Extrait du texte:
┌──
#rectoverso #10 | espaces en regard

Dans l’impasse qui longe le square des Deux-Nèthes, la petite fille accroupie cherche à attraper un minuscule gendarme noir et rouge circulant à terre le long des barreaux. Elle insiste avec une brindille mais il s’échappe en passant de l’autre côté. A toutes jambes elle contourne l’obstacle, se retrouve dans le square mais l’insecte a disparu avec son masque africain sur le dos. Comme si elle l’oubliait à la seconde, elle se précipite vers les jeux, grimpe et glisse, recommence puis change d’idée. Elle court de nouveau vers le fond du square et se cache derrière les rosiers survivants qui abritent un petit groupe de fumeurs. Elle respire au passage l’iris qui ressemble à une danseuse aux bras en berceau, se précipite vers un demi-cercle de pierres bancales autant qu’espacées et saute de l’une à l’autre avant de retrouver le point de départ, là où le minuscule gendarme noir et rouge a disparu.
└──
Lignes fournies:
┌──
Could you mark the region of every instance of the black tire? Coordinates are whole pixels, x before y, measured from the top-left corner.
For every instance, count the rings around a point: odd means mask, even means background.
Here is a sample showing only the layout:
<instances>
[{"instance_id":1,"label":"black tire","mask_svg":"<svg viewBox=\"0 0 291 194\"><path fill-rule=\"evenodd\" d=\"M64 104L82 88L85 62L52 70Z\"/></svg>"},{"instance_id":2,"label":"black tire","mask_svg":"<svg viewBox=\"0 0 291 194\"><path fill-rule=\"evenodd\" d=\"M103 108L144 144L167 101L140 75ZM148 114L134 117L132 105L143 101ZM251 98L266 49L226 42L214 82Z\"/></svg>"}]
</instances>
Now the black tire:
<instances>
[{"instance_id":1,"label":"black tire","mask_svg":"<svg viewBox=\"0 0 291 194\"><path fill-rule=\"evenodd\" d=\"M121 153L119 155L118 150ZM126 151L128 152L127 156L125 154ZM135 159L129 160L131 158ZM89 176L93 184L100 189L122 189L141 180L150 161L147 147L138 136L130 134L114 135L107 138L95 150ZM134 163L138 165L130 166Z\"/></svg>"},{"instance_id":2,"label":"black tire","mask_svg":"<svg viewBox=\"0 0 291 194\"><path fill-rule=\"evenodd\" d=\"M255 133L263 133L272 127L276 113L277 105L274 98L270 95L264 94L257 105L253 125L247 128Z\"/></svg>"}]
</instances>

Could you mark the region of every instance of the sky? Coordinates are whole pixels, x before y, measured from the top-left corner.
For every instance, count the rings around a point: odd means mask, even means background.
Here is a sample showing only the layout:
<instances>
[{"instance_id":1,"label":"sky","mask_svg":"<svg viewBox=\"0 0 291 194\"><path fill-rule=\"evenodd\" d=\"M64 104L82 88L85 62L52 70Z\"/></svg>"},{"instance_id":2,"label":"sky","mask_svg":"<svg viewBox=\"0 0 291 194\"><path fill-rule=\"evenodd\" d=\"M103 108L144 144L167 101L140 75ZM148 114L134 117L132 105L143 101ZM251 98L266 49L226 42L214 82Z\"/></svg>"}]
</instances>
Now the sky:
└──
Objectif A:
Dans le récit de la fillette au square, vers quels endroits la préposition « vers » indique-t-elle qu'elle se précipite ou court ?
Objectif B:
Prolongez le récit de la fillette au square des Deux-Nèthes à partir de sa dernière phrase.

Réponse rédigée A:
- les jeux
- le fond du square
- un demi-cercle de pierres bancales autant qu'espacées

Réponse rédigée B:
Pour appréhender l’insecte qu’a vu l’enfant, il faut s’approcher d’elle, centrer le regard sur ce qui la fascine et sur elle aussi, cerner toute la scène sans oublier les détails qui n’en sont pas — brindille et buissons de la fugue — puis suivre des yeux le mouvement de l’enfant qui s’éloigne au risque d’échapper à toute forme de surveillance. Se rapprocher vite car la distance ne suffit plus et que l’œil du haut de sa tour de contrôle ne capte plus le petit corps. L’œil devient alors un projecteur qui balaie vite l’espace parcouru pour ne pas perdre de vue non seulement l’enfant mais tout ce qu’elle va encore imaginer en se déplaçant.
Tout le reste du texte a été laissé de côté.